**Work to do**
Pick up the article about Marion Stokes below, placed ahead of the items, and continue it from its final sentence.

**Excerpted passage**
Marion Stokes Fought Disinformation With VCRs

You’ve likely at least heard of Marion Stokes, the woman who constantly recorded television for over 30 years. She comes up on reddit and other places every so often as a hero archivist who fought against disinformation and disappearing history. But who was Marion Stokes, and why did she undertake this project? And more importantly, what happened to all of those tapes? Let’s take a look.

Marion the Librarian

Marion was born November 25, 1929 in Germantown, Philadelphia, Pennsylvania. Noted for her left-wing beliefs as a young woman, she became quite politically active, and was even courted by the Communist Party USA to potentially become a leader. Marion was also involved in the civil rights movement.

Marion Stokes on the set of her public access television show, Input.
Marion on her public-access program Input. Image via DC Video

For nearly 20 years, Marion worked as a librarian at the Free Library of Philadelphia until she was fired in the 1960s, which was likely a direct result of her political life. She married Melvin Metelits, a teacher and member of the Communist Party, and had a son named Michael with him.

Throughout this time, Marion was spied on by the FBI, to the point that she and her husband attempted to defect to Cuba. They were unsuccessful in securing Cuban visas, and separated in the mid-1960s when Michael was four.

Point labeling dataset excerpts
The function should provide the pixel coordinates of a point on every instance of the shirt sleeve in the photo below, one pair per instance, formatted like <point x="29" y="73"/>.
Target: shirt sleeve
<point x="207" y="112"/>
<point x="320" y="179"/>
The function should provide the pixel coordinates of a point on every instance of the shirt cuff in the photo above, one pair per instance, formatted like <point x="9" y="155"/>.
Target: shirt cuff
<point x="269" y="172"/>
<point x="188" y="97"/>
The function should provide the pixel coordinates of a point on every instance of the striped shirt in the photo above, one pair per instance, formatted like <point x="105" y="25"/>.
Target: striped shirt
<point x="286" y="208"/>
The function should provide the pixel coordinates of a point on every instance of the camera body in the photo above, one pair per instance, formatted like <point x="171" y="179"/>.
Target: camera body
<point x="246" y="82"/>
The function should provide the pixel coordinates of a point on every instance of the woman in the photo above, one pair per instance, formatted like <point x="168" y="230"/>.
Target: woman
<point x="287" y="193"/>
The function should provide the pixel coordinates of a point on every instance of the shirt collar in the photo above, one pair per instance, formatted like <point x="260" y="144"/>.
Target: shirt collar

**Solved problem**
Marion began co-producing a Sunday morning public-access talk show in Philadelphia called Input with her future husband John Stokes, Jr. The focus of the show was on social justice, and the point of the show was to get different types of people together to discuss things peaceably.

Outings Under Six Hours

Marion’s taping began in 1979 with the Iranian Hostage Crisis, which coincided with the dawn of the twenty-four-hour news cycle. Her final tape is from December 14, 2012 — she recorded coverage of the Sandy Hook massacre as she passed away.

In 35 years of taping, Marion amassed 70,000 VHS and Beta-max tapes. She mostly taped various news outlets, fearing that the information would disappear forever. Her time in the television industry taught her that networks typically considered preservation too expensive, and therefore often reused tapes.

But Marion didn’t just tape the news. She also taped various programs such as The Cosby Show, Divorce Court, Nightline, Star Trek, The Oprah Winfrey Show, and The Today Show. Some of her collection includes 24/7 coverage of news networks, all of which was recorded on up to eight VCRs: 3-5 were going all day every day, and up to 8 would be taping if something special was happening. All family outings were planned around the six-hour VHS tape, and Marion would sometimes cut dinner short to go home and change the tapes.

People can’t take knowledge from you.  — Marion Stokes

You might be wondering where she kept all the tapes, or how she could afford to do this, both financially and time-wise. For one thing, her second husband John Stokes, Jr. was already well off. For another, she was an early investor in Apple stock, using capital from her in-laws. To say she bought a lot of Macs is an understatement. According to the excellent documentary Recorder, Marion own multiples of every Apple product ever produced. Marion was a huge fan of technology and viewed it as a way of unlocking people’s potential. By the end of her life, she had nine apartments filled with books, newspapers, furniture, and multiples of any item she ever became obsessed with.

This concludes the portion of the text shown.